Below, find the line containing "of the foam" and the line containing "pixel 21 176". Copy out both of those lines and everything between them unchanged.

**Entries shown**:

>> begin

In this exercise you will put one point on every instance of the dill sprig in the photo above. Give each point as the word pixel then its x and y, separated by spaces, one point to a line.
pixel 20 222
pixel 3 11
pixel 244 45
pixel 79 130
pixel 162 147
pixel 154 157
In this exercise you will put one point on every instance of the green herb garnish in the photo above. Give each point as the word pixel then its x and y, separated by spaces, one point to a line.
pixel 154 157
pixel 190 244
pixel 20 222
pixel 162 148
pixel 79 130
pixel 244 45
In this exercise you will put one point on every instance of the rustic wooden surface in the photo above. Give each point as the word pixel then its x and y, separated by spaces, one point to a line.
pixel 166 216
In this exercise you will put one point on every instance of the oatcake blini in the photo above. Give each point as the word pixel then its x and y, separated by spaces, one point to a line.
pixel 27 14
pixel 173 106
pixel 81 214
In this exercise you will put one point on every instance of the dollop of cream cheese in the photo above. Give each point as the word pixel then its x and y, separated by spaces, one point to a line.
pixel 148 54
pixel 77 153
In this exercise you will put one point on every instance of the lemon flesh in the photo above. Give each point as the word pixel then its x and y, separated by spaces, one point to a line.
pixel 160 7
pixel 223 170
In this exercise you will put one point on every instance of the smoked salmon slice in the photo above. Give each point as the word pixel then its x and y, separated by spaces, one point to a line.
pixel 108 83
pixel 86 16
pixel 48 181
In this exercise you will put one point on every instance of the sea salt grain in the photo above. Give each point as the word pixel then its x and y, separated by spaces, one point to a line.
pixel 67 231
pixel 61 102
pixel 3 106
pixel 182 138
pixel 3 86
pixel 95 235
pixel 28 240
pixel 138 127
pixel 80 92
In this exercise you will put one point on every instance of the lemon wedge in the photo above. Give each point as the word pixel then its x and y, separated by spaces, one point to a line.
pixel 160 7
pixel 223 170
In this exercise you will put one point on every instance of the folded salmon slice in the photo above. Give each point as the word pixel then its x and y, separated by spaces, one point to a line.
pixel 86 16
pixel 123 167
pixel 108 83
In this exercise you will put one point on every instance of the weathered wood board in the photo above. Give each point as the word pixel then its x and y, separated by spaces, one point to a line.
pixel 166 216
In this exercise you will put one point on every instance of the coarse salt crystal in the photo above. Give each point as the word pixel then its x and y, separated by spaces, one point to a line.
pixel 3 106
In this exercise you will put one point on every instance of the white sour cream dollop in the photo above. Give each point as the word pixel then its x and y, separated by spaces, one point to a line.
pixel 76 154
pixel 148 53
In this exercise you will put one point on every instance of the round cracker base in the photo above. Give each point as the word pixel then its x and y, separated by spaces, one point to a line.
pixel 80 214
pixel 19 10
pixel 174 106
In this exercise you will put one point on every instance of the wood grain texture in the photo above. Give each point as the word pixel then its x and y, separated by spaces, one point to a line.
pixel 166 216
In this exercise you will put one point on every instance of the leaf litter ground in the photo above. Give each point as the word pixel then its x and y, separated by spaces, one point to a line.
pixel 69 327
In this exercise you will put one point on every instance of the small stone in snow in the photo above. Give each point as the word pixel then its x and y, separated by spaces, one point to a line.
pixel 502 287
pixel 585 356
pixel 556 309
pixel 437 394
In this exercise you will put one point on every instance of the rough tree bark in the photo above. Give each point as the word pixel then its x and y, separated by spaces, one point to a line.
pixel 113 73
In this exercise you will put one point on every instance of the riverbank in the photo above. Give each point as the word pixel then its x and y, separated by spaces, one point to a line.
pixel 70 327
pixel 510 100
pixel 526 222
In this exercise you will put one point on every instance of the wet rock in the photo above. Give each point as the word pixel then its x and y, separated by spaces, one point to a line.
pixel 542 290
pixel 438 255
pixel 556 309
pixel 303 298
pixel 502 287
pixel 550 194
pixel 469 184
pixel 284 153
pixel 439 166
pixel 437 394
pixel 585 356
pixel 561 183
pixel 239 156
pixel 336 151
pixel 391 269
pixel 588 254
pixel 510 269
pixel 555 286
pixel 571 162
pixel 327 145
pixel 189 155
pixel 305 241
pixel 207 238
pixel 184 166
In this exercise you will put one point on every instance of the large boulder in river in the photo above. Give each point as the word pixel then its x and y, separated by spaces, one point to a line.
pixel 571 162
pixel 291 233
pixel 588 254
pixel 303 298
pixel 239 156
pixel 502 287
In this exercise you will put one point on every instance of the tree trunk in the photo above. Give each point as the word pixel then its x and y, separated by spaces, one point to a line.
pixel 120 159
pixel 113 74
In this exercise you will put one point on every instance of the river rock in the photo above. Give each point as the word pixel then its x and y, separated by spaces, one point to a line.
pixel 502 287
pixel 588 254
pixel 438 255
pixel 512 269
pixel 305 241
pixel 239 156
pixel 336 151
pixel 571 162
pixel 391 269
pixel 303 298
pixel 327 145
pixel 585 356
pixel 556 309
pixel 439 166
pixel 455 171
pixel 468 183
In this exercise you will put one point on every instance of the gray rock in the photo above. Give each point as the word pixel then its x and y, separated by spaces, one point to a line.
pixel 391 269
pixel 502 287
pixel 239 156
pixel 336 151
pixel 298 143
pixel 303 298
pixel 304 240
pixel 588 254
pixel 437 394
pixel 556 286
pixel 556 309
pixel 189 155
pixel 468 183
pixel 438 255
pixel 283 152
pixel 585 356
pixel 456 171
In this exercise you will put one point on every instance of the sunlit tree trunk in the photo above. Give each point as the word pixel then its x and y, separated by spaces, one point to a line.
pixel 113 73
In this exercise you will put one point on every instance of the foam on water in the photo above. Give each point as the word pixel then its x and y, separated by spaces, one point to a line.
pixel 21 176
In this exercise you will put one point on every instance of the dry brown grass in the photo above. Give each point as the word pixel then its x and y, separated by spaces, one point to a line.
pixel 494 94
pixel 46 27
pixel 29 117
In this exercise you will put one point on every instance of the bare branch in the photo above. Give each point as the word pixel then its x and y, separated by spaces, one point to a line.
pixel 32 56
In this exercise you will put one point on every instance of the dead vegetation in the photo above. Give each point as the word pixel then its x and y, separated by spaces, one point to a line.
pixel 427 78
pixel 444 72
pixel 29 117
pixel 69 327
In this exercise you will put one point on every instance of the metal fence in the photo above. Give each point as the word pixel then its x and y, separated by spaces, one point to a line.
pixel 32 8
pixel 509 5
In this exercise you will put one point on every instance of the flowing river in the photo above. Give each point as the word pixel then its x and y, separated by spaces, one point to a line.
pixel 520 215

>> end
>> begin

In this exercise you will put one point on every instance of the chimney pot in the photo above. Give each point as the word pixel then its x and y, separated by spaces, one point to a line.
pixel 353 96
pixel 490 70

>> end
>> begin

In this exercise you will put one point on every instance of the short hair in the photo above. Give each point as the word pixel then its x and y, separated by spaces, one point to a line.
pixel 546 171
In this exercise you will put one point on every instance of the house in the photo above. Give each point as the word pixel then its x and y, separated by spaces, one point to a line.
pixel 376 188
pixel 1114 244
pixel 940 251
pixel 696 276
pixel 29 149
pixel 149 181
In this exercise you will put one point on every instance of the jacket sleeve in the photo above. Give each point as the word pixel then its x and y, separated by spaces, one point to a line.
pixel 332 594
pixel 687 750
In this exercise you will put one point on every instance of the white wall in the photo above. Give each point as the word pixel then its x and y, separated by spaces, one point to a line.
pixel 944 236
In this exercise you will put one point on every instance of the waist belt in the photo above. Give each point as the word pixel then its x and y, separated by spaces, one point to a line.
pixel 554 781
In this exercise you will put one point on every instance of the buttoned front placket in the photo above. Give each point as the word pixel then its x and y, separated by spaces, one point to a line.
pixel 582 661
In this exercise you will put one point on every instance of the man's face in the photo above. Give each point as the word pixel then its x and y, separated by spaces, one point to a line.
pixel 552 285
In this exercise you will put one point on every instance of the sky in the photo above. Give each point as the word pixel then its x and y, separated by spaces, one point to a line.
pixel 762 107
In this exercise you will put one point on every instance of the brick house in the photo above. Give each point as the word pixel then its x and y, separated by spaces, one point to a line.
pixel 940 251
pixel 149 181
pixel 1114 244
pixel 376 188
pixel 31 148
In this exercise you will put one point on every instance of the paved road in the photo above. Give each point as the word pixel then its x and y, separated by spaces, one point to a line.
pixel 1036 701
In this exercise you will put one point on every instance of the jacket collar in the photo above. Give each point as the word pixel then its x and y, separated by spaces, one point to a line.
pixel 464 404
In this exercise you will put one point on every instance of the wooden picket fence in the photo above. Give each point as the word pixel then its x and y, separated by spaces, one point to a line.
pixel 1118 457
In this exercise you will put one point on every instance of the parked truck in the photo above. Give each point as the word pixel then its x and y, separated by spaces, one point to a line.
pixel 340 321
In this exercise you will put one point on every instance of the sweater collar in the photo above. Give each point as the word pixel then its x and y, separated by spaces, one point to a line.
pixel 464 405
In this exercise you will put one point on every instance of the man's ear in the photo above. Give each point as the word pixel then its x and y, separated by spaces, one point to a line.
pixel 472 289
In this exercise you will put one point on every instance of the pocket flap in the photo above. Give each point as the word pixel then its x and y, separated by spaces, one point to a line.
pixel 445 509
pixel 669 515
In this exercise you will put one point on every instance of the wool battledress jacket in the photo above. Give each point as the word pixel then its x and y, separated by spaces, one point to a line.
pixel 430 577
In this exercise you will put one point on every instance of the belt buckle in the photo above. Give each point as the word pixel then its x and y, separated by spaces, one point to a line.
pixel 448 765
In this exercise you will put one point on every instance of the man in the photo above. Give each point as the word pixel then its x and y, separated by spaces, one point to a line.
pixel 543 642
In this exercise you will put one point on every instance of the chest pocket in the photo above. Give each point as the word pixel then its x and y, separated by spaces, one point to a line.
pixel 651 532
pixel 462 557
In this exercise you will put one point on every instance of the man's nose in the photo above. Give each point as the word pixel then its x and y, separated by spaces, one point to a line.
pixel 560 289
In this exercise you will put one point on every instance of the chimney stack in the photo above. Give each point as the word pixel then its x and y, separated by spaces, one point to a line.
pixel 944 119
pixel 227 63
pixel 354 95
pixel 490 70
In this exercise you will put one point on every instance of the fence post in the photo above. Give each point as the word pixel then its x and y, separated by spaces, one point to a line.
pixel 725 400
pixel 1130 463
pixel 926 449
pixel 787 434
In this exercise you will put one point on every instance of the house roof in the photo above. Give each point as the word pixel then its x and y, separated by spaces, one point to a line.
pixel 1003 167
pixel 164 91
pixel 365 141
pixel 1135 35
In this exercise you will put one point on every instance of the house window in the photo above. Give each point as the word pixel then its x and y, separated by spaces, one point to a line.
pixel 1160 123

>> end

**Answer to this exercise**:
In this exercise you will put one point on every instance of the foam on water in the photo above. Give each point as the word pixel then its x and y, separated by spaces, one point to a line.
pixel 21 176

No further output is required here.